BEGIN Data shown
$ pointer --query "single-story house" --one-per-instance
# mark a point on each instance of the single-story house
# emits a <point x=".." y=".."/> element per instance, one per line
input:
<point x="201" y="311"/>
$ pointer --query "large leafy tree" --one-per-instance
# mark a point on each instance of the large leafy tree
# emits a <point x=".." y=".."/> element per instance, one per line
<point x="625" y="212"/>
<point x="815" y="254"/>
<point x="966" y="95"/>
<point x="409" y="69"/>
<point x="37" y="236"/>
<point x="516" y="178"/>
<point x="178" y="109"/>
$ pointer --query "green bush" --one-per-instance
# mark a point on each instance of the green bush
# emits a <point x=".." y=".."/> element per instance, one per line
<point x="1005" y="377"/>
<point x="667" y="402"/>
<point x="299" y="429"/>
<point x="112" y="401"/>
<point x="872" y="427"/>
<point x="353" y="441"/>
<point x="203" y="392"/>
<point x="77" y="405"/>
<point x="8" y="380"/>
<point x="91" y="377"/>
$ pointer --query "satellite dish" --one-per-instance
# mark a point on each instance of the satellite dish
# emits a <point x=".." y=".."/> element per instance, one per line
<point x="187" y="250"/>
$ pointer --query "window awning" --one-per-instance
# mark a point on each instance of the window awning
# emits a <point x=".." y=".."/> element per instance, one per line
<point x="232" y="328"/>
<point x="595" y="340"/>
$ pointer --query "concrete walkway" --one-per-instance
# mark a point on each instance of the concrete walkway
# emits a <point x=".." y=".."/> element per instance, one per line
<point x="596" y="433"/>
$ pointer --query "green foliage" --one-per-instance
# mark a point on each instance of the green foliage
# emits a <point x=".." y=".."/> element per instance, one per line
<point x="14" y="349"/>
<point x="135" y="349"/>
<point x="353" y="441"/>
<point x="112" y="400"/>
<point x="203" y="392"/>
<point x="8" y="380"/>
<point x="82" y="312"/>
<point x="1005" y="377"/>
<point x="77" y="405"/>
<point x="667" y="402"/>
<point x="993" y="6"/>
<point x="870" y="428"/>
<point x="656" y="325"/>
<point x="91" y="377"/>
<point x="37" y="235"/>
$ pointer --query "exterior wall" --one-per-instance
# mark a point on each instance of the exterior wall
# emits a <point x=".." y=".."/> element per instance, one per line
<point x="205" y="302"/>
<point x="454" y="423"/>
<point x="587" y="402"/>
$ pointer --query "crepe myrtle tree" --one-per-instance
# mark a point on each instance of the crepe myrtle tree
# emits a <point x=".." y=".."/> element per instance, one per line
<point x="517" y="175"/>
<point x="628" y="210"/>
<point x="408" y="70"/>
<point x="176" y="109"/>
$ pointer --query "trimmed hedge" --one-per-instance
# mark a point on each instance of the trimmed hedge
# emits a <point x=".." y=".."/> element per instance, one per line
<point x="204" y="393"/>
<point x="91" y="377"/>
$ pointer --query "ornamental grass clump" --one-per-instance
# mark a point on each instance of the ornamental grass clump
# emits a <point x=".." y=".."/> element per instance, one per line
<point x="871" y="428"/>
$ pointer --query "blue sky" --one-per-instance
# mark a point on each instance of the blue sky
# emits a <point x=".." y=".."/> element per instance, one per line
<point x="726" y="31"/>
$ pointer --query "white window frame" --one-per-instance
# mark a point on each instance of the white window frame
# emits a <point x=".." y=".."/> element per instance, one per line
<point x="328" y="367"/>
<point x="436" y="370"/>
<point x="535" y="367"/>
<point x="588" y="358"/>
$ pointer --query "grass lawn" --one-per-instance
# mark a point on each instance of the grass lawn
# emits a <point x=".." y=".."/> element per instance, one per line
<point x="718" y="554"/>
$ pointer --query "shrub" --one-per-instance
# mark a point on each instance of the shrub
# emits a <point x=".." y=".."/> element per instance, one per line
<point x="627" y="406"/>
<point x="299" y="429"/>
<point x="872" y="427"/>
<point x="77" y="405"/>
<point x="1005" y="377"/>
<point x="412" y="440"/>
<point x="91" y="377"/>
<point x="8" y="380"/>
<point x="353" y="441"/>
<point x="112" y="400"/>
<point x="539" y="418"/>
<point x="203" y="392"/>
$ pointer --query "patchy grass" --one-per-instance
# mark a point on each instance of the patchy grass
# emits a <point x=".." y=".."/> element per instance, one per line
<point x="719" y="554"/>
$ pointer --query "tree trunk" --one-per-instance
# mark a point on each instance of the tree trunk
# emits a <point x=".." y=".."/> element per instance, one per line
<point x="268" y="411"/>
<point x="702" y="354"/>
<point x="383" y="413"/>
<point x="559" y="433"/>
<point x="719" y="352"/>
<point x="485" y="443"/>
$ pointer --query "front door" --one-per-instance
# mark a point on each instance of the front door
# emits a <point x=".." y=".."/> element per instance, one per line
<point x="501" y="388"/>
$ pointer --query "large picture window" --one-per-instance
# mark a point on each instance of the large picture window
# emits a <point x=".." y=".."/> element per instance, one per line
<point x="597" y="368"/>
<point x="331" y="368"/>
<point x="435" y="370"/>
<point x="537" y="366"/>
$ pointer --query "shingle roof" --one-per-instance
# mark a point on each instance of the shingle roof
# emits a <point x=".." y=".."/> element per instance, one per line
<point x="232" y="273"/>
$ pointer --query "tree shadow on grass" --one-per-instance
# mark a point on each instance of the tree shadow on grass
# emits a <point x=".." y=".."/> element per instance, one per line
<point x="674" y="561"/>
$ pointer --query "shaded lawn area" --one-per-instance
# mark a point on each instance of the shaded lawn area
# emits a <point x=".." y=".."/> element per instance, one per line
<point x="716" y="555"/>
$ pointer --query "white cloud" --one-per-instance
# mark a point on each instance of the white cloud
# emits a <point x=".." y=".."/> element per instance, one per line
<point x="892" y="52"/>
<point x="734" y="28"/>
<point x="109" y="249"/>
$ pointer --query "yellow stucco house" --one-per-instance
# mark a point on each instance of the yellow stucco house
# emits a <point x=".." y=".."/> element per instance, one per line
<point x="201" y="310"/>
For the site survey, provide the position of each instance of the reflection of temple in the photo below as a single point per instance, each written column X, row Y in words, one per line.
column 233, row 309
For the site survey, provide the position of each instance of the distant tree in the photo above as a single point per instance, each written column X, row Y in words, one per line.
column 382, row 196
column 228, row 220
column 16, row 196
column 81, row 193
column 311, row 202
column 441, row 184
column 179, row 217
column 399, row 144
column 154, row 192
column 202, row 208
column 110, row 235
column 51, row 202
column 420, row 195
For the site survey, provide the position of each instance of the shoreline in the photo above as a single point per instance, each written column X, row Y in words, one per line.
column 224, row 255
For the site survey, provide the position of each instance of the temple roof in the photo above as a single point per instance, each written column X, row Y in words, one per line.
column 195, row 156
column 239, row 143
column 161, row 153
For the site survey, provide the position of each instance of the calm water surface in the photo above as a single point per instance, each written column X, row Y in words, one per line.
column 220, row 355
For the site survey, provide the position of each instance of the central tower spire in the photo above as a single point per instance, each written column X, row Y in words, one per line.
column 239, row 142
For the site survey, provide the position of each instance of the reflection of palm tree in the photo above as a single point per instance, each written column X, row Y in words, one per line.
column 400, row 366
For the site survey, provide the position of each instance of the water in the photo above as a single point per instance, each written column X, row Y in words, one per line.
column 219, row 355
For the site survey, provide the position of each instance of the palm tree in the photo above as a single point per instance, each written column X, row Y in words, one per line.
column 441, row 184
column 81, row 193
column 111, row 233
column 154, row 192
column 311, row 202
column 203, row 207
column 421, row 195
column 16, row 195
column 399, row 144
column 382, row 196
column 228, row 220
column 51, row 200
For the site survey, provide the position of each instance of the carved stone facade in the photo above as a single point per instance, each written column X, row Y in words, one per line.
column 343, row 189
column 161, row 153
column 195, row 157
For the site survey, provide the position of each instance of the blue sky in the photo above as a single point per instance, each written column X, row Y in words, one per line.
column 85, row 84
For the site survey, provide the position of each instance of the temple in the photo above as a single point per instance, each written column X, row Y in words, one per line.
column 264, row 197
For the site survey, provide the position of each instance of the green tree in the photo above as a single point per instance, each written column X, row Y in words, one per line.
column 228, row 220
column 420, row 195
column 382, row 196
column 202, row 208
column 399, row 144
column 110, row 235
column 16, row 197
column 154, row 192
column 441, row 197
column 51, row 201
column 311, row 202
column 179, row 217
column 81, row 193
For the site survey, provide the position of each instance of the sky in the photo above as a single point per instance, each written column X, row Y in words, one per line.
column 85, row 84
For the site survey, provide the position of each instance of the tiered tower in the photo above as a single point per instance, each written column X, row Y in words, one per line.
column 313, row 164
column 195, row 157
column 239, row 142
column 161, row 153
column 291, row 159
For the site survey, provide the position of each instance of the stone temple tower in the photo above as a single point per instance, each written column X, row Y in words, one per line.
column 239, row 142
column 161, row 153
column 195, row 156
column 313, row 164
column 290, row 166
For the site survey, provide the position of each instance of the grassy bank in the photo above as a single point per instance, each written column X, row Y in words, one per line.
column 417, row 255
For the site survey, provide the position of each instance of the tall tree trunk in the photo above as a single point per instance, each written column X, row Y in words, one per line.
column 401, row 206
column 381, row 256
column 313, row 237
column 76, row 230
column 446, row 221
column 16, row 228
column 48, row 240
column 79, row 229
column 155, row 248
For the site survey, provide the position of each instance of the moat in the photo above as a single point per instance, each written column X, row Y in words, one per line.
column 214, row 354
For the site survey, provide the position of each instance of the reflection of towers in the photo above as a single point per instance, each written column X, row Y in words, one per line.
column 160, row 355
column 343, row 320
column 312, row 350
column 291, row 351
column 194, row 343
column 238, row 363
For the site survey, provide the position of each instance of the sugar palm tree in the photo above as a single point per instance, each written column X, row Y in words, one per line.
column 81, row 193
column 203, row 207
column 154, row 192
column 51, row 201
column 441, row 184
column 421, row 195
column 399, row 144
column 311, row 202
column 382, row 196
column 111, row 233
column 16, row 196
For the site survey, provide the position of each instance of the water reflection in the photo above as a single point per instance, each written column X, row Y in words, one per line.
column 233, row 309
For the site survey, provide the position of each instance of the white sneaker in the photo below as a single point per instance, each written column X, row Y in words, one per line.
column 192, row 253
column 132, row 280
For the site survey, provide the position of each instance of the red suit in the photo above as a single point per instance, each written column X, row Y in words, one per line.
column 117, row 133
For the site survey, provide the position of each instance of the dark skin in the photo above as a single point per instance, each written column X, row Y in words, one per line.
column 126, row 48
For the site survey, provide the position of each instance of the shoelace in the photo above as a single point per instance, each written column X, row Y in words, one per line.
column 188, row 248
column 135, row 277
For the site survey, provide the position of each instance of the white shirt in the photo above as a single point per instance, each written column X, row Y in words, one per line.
END Data shown
— Work instructions —
Above are the records. How many of their lines hold "myrtle"? Answer with the number alone.

— Exercise solution —
2